-- Provided passage --
------------------------------------
= Orbit (dynamics) =

Set of points linked through the evolution function of a dynamical system

In mathematics, specifically in the study of dynamical systems, an orbit is a collection of points related by the evolution function of the dynamical system. It can be understood as the subset of phase space covered by the trajectory of the dynamical system under a particular set of initial conditions, as the system evolves. As a phase space trajectory is uniquely determined for any given set of phase space coordinates, it is not possible for different orbits to intersect in phase space, therefore the set of all orbits of a dynamical system is a partition of the phase space. Understanding the properties of orbits by using topological methods is one of the objectives of the modern theory of dynamical systems.

For discrete-time dynamical systems, the orbits are sequences; for real dynamical systems, the orbits are curves; and for holomorphic dynamical systems, the orbits are Riemann surfaces.

== Definition ==

Diagram showing the periodic orbit of a mass-spring system in simple harmonic motion. (Here the velocity and position axes have been reversed from the standard convention in order to align the two diagrams)

Given a dynamical system (T, M, Φ) with T a group, M a set and Φ the evolution function

$\Phi: U \to M$ where $U \subset T \times M$ with $\Phi(0,x)=x$

we define

$I(x):=\{t \in T : (t,x) \in U \},$

then the set

$\gamma_x:=\{\Phi(t,x) : t \in I(x)\} \subset M$

is called the orbit through x. An orbit which consists of a single point is called constant orbit. A non-constant orbit is called closed or periodic if there exists a $t\neq 0$ in $I(x)$ such that
$\Phi(t, x) = x$.

=== Real dynamical system ===

Given a real dynamical system (R, M, Φ), I(x) is an open interval in the real numbers, that is $I(x) = (t_x^- , t_x^+)$. For any x in M
$\gamma_{x}^{+} := \{\Phi(t,x) : t \in (0,t_x^+)\}$
is called positive semi-orbit through x and
$\gamma_{x}^{-} := \{\Phi(t,x) : t \in (t_x^-,0)\}$
is called negative semi-orbit through x.
------------------------------------
-- Dataset records --

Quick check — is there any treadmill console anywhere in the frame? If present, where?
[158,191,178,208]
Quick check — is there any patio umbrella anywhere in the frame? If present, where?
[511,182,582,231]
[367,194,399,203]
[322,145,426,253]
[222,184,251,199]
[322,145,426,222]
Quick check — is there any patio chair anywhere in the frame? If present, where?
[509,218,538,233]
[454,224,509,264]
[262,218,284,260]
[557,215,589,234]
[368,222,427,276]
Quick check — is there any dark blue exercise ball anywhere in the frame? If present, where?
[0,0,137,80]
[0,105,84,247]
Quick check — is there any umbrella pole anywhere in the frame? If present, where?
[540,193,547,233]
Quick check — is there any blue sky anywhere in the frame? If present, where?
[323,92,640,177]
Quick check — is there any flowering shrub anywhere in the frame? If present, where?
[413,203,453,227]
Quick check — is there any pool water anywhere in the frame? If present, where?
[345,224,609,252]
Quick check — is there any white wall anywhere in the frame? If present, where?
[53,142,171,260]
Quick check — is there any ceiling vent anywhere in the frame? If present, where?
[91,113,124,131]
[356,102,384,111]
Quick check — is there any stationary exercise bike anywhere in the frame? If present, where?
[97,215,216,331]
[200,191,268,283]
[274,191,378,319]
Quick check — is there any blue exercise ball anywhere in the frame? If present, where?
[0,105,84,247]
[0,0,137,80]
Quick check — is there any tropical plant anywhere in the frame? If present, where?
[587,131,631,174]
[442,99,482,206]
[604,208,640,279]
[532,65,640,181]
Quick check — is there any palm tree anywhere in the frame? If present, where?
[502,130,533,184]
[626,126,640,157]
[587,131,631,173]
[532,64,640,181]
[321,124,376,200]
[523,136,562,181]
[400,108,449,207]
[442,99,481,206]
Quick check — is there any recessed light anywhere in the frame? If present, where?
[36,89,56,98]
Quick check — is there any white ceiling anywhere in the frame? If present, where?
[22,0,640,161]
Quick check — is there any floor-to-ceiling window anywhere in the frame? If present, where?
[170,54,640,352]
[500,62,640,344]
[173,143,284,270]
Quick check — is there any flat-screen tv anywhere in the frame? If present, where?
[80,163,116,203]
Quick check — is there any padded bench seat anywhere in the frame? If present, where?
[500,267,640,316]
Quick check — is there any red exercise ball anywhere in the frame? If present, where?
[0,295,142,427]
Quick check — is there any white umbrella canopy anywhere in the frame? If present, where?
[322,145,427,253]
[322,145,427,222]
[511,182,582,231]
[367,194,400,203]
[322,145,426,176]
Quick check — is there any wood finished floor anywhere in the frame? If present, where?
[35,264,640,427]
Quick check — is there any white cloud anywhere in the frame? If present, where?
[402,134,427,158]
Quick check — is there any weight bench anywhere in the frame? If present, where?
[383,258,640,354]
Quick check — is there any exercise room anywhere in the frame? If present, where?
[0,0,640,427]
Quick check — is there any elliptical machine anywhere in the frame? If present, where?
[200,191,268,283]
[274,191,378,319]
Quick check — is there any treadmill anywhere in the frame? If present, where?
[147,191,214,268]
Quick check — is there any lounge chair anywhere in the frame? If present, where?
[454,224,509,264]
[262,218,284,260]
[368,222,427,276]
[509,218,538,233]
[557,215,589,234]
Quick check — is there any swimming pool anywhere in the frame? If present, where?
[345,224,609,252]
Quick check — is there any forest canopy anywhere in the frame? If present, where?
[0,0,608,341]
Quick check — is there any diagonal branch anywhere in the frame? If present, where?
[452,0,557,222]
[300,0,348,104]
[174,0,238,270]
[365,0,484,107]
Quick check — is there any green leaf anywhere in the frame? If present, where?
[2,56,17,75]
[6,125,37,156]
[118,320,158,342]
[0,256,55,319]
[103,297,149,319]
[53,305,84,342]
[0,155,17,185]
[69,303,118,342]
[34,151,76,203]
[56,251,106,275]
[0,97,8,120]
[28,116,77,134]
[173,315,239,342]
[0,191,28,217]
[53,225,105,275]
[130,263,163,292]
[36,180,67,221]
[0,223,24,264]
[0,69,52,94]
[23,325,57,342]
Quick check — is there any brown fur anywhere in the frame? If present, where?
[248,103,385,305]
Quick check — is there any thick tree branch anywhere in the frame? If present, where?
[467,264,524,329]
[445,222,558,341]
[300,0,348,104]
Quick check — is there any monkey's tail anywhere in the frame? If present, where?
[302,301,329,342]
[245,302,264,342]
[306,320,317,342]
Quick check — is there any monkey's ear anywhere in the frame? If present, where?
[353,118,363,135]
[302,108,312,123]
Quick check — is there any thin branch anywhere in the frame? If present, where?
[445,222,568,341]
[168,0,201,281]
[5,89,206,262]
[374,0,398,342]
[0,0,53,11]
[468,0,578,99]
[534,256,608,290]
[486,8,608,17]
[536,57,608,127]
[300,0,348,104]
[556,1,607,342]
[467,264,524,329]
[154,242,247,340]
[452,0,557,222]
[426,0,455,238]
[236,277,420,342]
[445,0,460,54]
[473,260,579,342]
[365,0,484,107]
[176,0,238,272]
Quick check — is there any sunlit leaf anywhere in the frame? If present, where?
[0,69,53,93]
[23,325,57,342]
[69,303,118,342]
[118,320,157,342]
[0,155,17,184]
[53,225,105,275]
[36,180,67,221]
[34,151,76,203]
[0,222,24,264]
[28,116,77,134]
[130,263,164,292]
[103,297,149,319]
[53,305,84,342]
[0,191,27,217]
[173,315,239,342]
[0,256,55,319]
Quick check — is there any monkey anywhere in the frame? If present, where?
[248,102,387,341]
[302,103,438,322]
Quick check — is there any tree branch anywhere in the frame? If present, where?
------------------------------------
-- Work task 1 --
Decide whether each statement agrees with the passage on orbits: (a) different orbits of a dynamical system can intersect in phase space; (b) for holomorphic dynamical systems, the orbits are Riemann surfaces; (c) an orbit made up of a single point is called a periodic orbit. Answer yes or no for each, quoting the words of the passage that decide it.
-- Work task 2 --
Please reproduce the passage on orbits word for word, from "Set of points" up to and including "of dynamical systems.".
The data plays no part in this work.

-- Result 1 --
(a) No: "it is not possible for different orbits to intersect in phase space"
(b) Yes: "for holomorphic dynamical systems, the orbits are Riemann surfaces"
(c) No: "An orbit which consists of a single point is called constant orbit."

-- Result 2 --
Set of points linked through the evolution function of a dynamical system

In mathematics, specifically in the study of dynamical systems, an orbit is a collection of points related by the evolution function of the dynamical system. It can be understood as the subset of phase space covered by the trajectory of the dynamical system under a particular set of initial conditions, as the system evolves. As a phase space trajectory is uniquely determined for any given set of phase space coordinates, it is not possible for different orbits to intersect in phase space, therefore the set of all orbits of a dynamical system is a partition of the phase space. Understanding the properties of orbits by using topological methods is one of the objectives of the modern theory of dynamical systems.